## Start RECORDS FOR THIS TASK
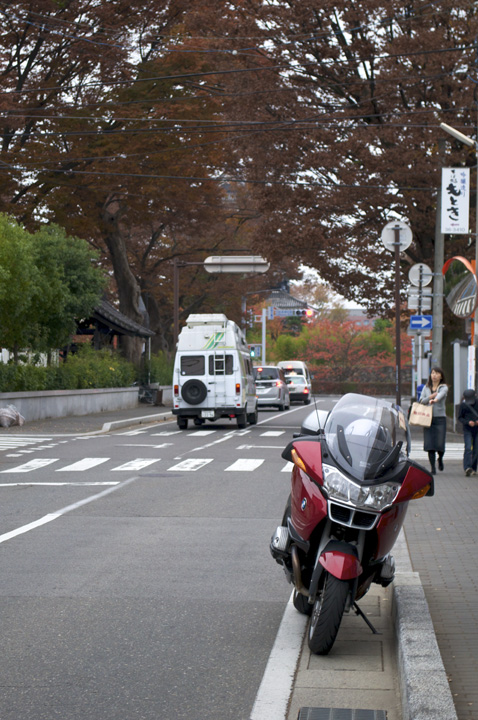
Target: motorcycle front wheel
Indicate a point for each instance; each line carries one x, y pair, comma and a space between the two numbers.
327, 615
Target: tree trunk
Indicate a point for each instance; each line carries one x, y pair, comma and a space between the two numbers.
129, 291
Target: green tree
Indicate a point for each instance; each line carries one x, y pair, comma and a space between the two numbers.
20, 290
71, 280
48, 280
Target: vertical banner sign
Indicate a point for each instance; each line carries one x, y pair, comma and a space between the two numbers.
471, 369
455, 200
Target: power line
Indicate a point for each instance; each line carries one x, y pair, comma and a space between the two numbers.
298, 183
264, 68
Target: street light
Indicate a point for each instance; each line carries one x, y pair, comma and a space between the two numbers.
215, 264
470, 143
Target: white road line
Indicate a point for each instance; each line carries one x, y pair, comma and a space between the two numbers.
155, 447
59, 513
191, 464
260, 447
34, 464
245, 465
132, 432
60, 484
202, 433
168, 432
138, 464
276, 686
84, 464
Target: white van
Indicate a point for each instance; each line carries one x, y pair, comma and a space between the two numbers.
213, 375
299, 380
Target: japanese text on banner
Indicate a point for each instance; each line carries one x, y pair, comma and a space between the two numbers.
455, 200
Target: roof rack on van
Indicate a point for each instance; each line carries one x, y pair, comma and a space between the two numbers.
206, 319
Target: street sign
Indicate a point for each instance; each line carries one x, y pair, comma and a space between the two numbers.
420, 274
417, 291
236, 264
404, 233
279, 312
421, 322
417, 303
## End RECORDS FOR THIS TASK
• _EXERCISE_
Rewrite the material from the line that has "Target: white van", including that line, through the last line. Replace "van" with "minivan" and keep everything else unchanged.

• _REPLY_
Target: white minivan
Indicate a point for each instance; each line carries one x, y pair, comma and a space between the two numbers.
213, 375
299, 380
Target: japanese text on banner
Indicate a point for each instance; each line carries one x, y pair, comma and a space between the two numbers.
455, 200
Target: roof rack on minivan
Indicate a point for each instance; each line carries one x, y pair, comma and a space between the two numbers.
206, 319
Target: street sign
Indicate a point for each instance; each line carries one x, y pair, comma and a space between the two numbers.
420, 274
417, 291
236, 264
404, 233
279, 312
421, 322
417, 303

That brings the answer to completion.